• Work to be completed
Locate the line that contains "Note: one point per instance of the eyeglasses, never". Print it and every subsequent line through the final line of the records, exactly and only those.

• Data under study
|---|

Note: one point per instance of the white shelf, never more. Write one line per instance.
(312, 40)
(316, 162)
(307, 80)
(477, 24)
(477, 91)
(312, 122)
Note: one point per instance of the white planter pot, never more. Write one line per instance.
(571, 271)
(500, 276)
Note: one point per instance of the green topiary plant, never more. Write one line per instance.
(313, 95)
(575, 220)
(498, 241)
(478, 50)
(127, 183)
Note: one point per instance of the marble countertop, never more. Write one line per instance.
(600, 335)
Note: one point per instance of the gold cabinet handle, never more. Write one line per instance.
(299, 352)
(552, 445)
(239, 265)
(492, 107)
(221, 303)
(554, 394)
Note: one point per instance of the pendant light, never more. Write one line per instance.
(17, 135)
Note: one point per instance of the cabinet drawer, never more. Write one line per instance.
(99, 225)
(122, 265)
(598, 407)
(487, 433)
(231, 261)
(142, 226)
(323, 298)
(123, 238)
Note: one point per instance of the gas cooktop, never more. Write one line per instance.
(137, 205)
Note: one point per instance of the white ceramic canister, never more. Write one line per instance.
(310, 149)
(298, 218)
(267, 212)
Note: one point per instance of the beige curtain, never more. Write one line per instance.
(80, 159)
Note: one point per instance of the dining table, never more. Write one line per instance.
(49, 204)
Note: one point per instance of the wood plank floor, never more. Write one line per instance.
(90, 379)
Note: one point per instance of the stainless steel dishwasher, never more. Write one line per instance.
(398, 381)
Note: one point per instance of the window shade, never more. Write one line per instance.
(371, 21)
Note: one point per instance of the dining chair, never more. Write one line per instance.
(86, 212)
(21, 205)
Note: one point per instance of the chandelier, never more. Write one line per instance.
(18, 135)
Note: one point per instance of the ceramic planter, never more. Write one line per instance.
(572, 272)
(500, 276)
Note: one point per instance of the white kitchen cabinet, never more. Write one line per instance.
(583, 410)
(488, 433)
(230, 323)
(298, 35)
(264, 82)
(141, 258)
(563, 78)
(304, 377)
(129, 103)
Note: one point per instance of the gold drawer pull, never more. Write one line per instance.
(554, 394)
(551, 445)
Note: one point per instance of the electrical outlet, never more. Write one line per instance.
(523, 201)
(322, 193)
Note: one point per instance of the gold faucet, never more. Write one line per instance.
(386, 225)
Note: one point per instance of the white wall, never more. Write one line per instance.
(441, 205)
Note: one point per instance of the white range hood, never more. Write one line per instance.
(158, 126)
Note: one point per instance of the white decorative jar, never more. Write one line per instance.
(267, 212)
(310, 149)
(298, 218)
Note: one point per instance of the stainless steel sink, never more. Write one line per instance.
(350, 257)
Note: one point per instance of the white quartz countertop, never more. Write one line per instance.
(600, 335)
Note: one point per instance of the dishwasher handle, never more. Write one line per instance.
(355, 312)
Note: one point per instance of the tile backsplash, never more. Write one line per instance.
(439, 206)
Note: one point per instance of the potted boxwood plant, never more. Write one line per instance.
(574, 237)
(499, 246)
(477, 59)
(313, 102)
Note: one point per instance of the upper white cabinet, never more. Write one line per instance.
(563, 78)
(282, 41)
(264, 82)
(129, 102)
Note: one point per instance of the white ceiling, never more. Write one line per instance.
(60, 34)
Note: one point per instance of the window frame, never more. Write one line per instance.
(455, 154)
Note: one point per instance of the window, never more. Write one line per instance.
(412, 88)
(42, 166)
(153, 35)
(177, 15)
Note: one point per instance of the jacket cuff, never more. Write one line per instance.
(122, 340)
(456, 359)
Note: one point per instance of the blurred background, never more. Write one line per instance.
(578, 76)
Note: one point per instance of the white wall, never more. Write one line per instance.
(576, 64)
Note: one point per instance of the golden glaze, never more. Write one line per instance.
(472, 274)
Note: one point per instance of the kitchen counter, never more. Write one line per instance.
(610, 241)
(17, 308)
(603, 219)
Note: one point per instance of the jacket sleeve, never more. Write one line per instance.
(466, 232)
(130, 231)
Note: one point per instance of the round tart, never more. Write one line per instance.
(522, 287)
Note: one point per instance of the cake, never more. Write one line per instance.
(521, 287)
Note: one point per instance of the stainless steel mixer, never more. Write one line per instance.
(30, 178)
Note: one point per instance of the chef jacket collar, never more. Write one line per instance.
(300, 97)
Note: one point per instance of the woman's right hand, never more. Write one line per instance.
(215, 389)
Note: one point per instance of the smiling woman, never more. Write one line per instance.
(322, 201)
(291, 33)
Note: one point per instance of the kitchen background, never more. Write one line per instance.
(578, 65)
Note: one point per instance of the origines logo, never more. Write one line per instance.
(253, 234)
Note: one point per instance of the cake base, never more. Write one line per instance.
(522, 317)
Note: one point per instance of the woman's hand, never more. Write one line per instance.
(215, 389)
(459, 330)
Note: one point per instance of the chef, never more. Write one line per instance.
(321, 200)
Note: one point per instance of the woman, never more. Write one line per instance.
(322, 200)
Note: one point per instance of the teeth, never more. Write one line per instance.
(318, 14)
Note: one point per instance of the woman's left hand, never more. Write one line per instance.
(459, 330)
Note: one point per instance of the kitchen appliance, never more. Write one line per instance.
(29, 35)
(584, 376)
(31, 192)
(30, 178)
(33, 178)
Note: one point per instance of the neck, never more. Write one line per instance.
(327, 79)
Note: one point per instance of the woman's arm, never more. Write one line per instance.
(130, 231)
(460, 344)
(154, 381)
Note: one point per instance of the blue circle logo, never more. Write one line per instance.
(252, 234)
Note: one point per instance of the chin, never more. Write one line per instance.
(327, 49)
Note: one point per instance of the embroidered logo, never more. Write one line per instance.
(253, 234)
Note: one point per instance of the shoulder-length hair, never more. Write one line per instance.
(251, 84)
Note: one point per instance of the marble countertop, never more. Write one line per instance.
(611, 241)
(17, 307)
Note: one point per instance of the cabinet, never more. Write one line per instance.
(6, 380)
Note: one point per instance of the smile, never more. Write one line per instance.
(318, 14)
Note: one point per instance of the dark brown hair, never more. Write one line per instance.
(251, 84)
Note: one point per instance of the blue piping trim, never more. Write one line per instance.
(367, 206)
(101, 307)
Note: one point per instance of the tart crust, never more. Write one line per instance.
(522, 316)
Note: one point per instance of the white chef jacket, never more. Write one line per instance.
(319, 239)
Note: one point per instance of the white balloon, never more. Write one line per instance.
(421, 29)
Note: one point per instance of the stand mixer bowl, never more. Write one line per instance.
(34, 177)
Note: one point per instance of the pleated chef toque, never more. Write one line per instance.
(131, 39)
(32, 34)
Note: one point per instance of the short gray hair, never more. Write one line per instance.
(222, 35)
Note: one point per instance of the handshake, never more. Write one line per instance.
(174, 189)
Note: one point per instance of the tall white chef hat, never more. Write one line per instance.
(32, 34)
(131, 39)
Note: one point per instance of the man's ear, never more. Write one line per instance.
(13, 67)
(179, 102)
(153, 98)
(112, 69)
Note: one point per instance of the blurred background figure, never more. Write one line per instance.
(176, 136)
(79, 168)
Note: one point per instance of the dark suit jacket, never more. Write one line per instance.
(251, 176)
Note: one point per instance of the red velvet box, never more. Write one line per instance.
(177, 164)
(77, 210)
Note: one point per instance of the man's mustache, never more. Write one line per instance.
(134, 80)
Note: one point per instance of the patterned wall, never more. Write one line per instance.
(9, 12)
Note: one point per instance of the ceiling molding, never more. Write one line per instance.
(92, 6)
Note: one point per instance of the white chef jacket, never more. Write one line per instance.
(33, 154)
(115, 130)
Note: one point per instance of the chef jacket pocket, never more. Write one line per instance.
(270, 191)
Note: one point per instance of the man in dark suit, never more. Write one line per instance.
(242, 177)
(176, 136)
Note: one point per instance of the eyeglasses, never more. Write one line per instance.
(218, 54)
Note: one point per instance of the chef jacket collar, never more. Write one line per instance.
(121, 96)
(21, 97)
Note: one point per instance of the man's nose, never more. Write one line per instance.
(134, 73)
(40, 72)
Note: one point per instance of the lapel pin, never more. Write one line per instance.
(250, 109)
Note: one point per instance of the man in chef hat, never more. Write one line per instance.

|---|

• Worked solution
Note: one point per instance of the eyeglasses, never more. Write one line per instance.
(218, 54)
Note: one point per instance of the chef jacket collar, never more. Write one line per instance.
(121, 96)
(21, 97)
Note: one point per instance of the man's nose, never more. Write one line per instance.
(134, 73)
(40, 72)
Note: one point per instance of the lapel pin, never more. Write one line per instance.
(250, 109)
Note: one point per instance of the man in chef hat, never more. Write one line per instance.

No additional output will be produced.